__What the exercise asks__:
Can you rewrite every line of the data below as a numbered list, skipping any blank lines?

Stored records
=== Section Start ===

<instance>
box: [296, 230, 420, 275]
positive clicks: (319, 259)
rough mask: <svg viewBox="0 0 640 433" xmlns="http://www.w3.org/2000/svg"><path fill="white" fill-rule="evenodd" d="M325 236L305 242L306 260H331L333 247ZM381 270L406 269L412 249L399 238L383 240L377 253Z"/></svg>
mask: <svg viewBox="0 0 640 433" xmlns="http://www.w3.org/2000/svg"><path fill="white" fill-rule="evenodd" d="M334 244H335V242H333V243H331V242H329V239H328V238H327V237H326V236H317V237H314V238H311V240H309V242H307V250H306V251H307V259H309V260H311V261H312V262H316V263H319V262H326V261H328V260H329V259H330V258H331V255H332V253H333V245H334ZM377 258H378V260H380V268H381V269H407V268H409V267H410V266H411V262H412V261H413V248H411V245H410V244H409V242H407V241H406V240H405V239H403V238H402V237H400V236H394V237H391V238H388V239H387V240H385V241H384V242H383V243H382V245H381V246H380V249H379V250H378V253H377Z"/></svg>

=== Section End ===

__Response for this exercise__:
1. <instance>
2. box: [296, 230, 420, 275]
3. positive clicks: (319, 259)
4. rough mask: <svg viewBox="0 0 640 433" xmlns="http://www.w3.org/2000/svg"><path fill="white" fill-rule="evenodd" d="M325 236L305 242L306 260H331L333 247ZM381 270L406 269L412 249L399 238L383 240L377 253Z"/></svg>
5. mask: <svg viewBox="0 0 640 433" xmlns="http://www.w3.org/2000/svg"><path fill="white" fill-rule="evenodd" d="M334 244H335V242H333V243H331V242H329V239H328V238H327V237H326V236H317V237H314V238H311V240H309V242H307V250H306V251H307V259H309V260H311V261H312V262H316V263H319V262H326V261H328V260H329V259H330V258H331V255H332V253H333V245H334ZM377 258H378V260H380V268H381V269H407V268H409V267H410V266H411V262H412V261H413V248H411V245H410V244H409V242H407V241H406V240H405V239H403V238H402V237H400V236H394V237H391V238H388V239H387V240H385V241H384V242H383V243H382V245H381V246H380V249H379V250H378V253H377Z"/></svg>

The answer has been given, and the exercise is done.